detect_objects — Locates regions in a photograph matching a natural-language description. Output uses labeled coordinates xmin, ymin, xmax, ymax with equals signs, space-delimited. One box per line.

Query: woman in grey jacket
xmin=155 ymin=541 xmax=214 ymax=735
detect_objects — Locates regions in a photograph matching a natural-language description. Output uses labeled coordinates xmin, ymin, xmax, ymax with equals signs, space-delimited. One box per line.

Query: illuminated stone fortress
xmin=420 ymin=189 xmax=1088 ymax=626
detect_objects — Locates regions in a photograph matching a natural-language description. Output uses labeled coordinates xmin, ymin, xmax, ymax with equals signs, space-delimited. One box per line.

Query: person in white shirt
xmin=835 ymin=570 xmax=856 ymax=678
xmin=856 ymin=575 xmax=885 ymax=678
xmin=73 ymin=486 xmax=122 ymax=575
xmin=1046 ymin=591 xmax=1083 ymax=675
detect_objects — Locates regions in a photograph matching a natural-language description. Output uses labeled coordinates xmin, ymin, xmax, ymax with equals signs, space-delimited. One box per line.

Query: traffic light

···

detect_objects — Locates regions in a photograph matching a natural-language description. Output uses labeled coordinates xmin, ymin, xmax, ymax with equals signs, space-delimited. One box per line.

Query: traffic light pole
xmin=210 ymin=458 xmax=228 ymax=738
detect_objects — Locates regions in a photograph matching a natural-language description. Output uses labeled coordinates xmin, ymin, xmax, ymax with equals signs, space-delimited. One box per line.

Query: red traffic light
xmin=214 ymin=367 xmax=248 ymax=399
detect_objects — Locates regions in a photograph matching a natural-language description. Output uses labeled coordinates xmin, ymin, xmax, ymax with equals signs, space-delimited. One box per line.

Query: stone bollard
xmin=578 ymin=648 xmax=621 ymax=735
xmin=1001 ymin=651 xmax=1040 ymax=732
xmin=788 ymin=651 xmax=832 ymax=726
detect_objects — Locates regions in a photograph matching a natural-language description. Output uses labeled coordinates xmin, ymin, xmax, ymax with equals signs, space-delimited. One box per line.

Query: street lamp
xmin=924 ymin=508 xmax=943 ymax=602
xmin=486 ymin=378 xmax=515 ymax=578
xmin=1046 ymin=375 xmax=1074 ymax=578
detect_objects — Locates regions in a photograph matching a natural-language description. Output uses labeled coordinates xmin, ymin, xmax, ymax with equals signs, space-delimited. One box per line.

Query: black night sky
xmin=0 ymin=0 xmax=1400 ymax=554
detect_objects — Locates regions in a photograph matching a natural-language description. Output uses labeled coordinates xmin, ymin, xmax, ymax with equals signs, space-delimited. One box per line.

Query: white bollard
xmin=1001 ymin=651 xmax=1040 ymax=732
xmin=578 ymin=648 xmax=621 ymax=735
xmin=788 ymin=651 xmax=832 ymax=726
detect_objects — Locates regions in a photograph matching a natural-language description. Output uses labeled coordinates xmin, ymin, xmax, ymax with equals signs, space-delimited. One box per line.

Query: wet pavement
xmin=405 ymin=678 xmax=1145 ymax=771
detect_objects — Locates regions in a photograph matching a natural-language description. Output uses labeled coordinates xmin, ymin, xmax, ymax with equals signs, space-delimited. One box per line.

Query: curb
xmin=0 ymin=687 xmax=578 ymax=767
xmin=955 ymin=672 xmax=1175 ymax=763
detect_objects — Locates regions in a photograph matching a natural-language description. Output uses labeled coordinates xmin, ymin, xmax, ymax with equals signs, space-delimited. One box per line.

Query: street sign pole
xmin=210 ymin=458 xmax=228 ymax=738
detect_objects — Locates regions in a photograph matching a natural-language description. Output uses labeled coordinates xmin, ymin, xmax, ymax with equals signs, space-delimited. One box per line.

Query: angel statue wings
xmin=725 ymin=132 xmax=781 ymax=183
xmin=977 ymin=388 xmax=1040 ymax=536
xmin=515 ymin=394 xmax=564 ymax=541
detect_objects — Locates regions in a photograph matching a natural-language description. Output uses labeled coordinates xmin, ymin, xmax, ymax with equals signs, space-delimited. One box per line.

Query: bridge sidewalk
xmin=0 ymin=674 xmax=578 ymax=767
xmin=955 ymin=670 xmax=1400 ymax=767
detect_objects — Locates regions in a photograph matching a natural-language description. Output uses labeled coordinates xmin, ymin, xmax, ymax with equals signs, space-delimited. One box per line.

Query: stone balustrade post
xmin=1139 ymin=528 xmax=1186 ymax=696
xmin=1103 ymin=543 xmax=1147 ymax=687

···

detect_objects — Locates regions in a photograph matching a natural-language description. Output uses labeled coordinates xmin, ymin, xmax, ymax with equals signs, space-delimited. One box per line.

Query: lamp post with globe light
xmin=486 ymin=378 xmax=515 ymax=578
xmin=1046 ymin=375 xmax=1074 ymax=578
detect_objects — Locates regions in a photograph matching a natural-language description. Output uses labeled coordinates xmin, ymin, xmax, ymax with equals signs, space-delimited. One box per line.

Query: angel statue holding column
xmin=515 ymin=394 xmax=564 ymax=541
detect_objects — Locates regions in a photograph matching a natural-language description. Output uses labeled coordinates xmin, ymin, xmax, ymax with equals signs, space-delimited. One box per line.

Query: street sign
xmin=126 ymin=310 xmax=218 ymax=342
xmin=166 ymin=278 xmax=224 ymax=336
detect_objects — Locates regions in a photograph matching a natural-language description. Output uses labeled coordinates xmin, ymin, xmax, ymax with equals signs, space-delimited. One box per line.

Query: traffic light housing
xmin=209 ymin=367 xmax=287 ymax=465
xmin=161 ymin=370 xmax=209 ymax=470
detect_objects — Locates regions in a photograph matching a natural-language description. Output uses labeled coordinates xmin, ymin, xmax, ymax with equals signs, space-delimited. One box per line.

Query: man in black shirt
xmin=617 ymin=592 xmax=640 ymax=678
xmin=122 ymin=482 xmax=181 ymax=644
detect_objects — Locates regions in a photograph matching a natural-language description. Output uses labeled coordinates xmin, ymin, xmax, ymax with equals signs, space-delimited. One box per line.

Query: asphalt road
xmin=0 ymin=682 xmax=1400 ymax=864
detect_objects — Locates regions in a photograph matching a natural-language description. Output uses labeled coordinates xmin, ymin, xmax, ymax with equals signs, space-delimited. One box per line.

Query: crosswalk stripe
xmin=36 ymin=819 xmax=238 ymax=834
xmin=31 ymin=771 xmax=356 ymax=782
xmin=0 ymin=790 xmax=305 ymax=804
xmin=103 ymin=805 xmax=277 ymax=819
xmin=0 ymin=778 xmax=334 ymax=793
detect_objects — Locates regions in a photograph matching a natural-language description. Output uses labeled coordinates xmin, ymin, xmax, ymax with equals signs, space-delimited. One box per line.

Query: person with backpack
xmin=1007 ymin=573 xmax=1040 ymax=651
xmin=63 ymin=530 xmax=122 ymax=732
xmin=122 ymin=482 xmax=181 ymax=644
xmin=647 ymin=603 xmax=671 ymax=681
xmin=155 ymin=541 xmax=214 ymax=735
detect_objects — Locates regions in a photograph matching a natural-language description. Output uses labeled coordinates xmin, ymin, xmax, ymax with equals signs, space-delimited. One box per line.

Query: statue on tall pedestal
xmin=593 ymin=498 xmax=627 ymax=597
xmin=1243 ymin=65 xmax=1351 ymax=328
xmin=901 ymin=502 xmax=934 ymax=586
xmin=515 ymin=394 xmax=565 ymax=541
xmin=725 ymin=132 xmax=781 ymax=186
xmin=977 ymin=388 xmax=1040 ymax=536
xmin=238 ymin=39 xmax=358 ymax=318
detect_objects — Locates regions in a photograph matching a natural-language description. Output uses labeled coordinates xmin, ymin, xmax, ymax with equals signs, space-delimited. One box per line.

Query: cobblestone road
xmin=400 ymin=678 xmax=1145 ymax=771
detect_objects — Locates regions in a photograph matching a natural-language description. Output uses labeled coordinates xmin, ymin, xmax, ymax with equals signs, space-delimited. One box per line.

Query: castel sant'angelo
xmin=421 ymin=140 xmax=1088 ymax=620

···

## What is asked:
Show every line from the entries above that contains the word "black", copied unchanged.

## Solution for this exercise:
Query: black night sky
Query: man in black shirt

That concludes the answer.